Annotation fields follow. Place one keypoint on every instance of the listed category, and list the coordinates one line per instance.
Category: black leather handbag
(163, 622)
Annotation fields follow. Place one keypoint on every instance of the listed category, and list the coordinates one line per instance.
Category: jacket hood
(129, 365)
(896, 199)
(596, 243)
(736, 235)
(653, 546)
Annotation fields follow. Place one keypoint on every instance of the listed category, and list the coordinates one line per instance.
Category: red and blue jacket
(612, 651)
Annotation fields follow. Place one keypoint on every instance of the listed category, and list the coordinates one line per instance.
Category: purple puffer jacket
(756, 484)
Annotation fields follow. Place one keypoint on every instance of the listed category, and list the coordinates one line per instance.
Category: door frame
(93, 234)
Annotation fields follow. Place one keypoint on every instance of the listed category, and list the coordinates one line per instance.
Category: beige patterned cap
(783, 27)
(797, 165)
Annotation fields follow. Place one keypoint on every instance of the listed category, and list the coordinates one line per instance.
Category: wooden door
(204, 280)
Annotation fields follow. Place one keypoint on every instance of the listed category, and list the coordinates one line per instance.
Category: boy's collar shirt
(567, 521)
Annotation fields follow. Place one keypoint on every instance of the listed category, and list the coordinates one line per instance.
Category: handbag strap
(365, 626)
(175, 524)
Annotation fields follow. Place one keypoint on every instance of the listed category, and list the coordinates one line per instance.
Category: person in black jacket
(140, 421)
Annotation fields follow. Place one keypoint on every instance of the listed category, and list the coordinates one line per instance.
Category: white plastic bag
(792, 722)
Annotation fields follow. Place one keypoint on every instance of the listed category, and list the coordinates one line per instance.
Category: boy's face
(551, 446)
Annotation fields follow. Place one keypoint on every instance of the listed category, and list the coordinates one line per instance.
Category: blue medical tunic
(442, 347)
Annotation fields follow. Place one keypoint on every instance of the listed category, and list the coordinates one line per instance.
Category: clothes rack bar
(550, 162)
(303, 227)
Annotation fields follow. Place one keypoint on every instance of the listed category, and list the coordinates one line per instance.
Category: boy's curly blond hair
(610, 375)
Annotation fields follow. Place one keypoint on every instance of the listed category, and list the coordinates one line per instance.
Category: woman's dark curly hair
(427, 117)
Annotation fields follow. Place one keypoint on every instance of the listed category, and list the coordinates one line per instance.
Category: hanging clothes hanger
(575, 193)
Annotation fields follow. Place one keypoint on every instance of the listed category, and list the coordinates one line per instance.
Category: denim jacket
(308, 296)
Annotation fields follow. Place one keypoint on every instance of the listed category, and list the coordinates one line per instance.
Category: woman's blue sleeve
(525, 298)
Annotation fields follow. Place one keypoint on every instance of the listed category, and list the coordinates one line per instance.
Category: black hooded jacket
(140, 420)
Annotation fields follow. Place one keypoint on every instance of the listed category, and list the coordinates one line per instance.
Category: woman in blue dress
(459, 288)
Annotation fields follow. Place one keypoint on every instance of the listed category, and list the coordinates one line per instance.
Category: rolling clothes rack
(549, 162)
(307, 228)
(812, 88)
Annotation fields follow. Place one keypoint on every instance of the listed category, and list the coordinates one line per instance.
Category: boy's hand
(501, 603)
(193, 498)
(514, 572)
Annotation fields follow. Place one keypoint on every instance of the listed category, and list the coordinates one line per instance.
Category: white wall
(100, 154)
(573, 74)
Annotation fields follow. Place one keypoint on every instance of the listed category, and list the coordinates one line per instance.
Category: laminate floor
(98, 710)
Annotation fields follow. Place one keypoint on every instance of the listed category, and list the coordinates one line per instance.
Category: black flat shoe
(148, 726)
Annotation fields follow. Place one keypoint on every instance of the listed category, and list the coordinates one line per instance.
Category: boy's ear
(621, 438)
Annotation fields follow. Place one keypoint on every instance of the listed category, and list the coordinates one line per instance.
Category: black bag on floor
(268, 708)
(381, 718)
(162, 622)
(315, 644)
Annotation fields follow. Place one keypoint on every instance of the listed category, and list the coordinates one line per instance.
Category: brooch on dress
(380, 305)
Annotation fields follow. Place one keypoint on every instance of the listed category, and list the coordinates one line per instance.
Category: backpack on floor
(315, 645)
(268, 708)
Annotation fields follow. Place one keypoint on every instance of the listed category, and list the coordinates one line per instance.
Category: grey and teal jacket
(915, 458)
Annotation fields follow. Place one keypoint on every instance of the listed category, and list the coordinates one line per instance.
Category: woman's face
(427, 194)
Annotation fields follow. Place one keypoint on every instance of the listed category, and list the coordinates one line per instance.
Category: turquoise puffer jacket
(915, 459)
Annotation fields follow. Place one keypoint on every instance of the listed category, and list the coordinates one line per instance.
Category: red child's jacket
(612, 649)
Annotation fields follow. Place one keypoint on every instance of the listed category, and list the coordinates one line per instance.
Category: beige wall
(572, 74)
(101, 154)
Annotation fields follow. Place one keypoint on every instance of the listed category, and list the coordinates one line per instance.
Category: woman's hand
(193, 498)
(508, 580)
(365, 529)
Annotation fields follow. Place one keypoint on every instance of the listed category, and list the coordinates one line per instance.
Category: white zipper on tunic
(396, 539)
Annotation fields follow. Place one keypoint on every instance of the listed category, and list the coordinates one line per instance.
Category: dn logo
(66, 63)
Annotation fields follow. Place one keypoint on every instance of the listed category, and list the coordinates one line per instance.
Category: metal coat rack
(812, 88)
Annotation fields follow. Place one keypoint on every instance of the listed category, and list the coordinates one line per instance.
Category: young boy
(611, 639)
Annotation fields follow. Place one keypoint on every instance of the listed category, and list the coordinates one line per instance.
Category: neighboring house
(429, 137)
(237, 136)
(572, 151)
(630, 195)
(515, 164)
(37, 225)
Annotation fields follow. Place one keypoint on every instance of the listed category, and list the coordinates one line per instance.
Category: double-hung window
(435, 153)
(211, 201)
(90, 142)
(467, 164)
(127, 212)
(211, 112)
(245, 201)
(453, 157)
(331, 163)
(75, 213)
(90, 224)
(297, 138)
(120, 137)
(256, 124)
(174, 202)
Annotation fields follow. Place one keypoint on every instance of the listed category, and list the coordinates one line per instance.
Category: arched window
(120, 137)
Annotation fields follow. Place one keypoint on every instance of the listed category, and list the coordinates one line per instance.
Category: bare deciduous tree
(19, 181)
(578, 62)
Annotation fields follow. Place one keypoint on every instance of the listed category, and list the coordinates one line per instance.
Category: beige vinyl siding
·····
» **Work to be completed**
Prepare a faithful transcription of the material above, with nothing altered.

» **Response to the exercise**
Annotation fields follow. Place one keypoint on every instance of the listed category, and list the coordinates one line per instance.
Category: black leather handbag
(163, 622)
Annotation fields follow. Place one keypoint on every instance of the listed category, and list the coordinates one line per instance.
Category: jacket hood
(129, 365)
(896, 199)
(596, 243)
(736, 235)
(653, 546)
Annotation fields follow. Place one keypoint on every instance of the listed category, and list the coordinates one line per instance.
Category: red and blue jacket
(612, 651)
Annotation fields follow. Place one keypoint on every instance of the listed category, and list the coordinates one line per instance.
Category: purple puffer jacket
(756, 484)
Annotation fields follow. Place one keypoint on every instance of the listed category, and list the coordinates one line per instance.
Category: door frame
(93, 234)
Annotation fields follow. Place one keypoint on every instance of the listed category, and list the coordinates one line per instance.
Category: beige patterned cap
(783, 27)
(797, 165)
Annotation fields follow. Place one keypoint on every instance of the listed category, and list the coordinates one line per instance.
Category: wooden door
(204, 280)
Annotation fields follow. Place one keypoint on every instance of the listed category, and list the coordinates one line per instance.
Category: boy's collar shirt
(567, 521)
Annotation fields follow. Place one keypoint on every instance of the listed category, and list the coordinates one line per instance.
Category: handbag strap
(365, 626)
(175, 524)
Annotation fields follow. Place one keypoint on every instance of the listed category, and list the coordinates one line per instance.
Category: person in black jacket
(140, 421)
Annotation fields follow. Place one keypoint on every instance of the listed category, and list the coordinates one line per instance.
Category: white plastic bag
(792, 722)
Annotation fields follow. Place one keypoint on every instance of the listed category, and list the coordinates one line per instance.
Category: boy's face
(551, 446)
Annotation fields follow. Place one keypoint on every instance of the listed category, and list the coordinates one line per instance.
Category: blue medical tunic
(442, 347)
Annotation fields follow. Place one keypoint on every instance of the listed category, and list the coordinates one line per instance.
Category: clothes rack bar
(550, 162)
(303, 227)
Annotation fields follow. Place one keypoint on every instance of the listed category, and list the coordinates one line per instance.
Category: boy's curly blond hair
(610, 375)
Annotation fields follow. Place one keypoint on every instance of the listed category, and list the coordinates one line per instance.
Category: woman's dark curly hair
(427, 117)
Annotation fields follow. Place one keypoint on every instance of the listed category, and list the coordinates one line per instance.
Category: hanging clothes hanger
(575, 193)
Annotation fields follow. Place one keypoint on every instance of the listed category, and list the coordinates one line per instance.
Category: denim jacket
(308, 296)
Annotation fields follow. Place one keypoint on every instance of the listed category, and list the coordinates one line per instance.
Category: woman's blue sleeve
(525, 298)
Annotation fields follow. Place one keypoint on every instance of the listed category, and list the coordinates one line per instance.
Category: black hooded jacket
(140, 420)
Annotation fields follow. Place one keypoint on every instance of the listed category, and list the coordinates one line per instance.
Category: woman in blue dress
(459, 288)
Annotation fields follow. Place one keypoint on every instance of the listed category, and list the coordinates one line per instance.
Category: rolling clothes rack
(549, 162)
(307, 228)
(812, 88)
Annotation fields follow. Place one keypoint on every instance of the listed category, and list the coordinates one line per instance.
Category: boy's hand
(501, 603)
(193, 498)
(514, 572)
Annotation fields follow. Place one keypoint on every instance of the listed category, and list the coordinates one line per instance.
Category: white wall
(100, 154)
(573, 74)
Annotation fields follow. Place one keypoint on every instance of the listed category, and list the coordinates one line per instance.
Category: laminate floor
(98, 710)
Annotation fields follow. Place one keypoint on every instance of the listed category, and list the coordinates one line per instance.
Category: black flat shoe
(148, 726)
Annotation fields follow. Place one keypoint on every instance of the listed category, and list the coordinates one line per instance.
Category: boy's ear
(621, 438)
Annotation fields follow. Place one keypoint on every instance of the listed category, and list the coordinates one line per instance.
Category: black bag on floor
(268, 708)
(381, 718)
(162, 622)
(315, 644)
Annotation fields follow. Place one keypoint on every instance of the listed category, and list the coordinates one line per instance.
Category: brooch on dress
(380, 305)
Annotation fields follow. Place one keypoint on every instance of the listed category, and list the coordinates one line per instance.
Category: backpack on floor
(315, 645)
(268, 708)
Annotation fields follow. Place one keypoint on every instance of the listed category, and list the coordinates one line per instance.
Category: grey and teal jacket
(915, 458)
Annotation fields follow. Place one keypoint on every instance of the listed category, and list the coordinates one line per instance.
Category: woman's face
(427, 194)
Annotation fields follow. Place one keypoint on every instance of the listed category, and list the coordinates one line per instance.
Category: turquoise puffer jacket
(915, 459)
Annotation fields follow. Place one keypoint on every instance of the listed category, and list the coordinates one line per instance.
Category: red child's jacket
(612, 649)
Annotation fields follow. Place one keypoint on every instance of the listed category, and list the coordinates one line per instance.
Category: beige wall
(572, 74)
(101, 154)
Annotation fields follow. Place one keypoint on every instance of the listed category, and list the coordinates one line per instance.
Category: woman's hand
(193, 498)
(508, 580)
(365, 529)
Annotation fields follow. Place one keypoint on every instance of the listed category, and list the coordinates one line per instance.
Category: white zipper on tunic
(396, 539)
Annotation fields follow. Place one keypoint on every instance of the listed category, and list the coordinates one line per instance.
Category: dn logo
(66, 63)
Annotation fields follow. Place one keypoint on every instance of the listed category, and list the coordinates one line per instance.
Category: metal coat rack
(812, 88)
Annotation fields follow. Place one keypoint on every instance of the listed category, and list the coordinates one line per instance.
Category: young boy
(611, 639)
Annotation fields follow. Place one keypoint on every instance of the listed category, and list the coordinates one line per instance.
Category: neighboring house
(429, 137)
(237, 136)
(572, 151)
(630, 195)
(515, 164)
(37, 225)
Annotation fields follow. Place one keypoint on every instance of the listed category, and list the coordinates one line per instance.
Category: double-hung window
(435, 153)
(211, 201)
(90, 142)
(467, 164)
(127, 212)
(211, 112)
(245, 201)
(453, 157)
(331, 163)
(75, 213)
(90, 224)
(297, 138)
(120, 137)
(256, 124)
(174, 202)
Annotation fields follow. Place one keypoint on every instance of the listed category, and list the coordinates one line per instance.
Category: arched window
(120, 137)
Annotation fields follow. Place one keypoint on every instance of the listed category, and list the coordinates one line per instance.
Category: bare deciduous tree
(19, 181)
(578, 62)
Annotation fields follow. Place one keypoint on every instance of the listed category, and list the coordinates one line per instance.
Category: beige vinyl siding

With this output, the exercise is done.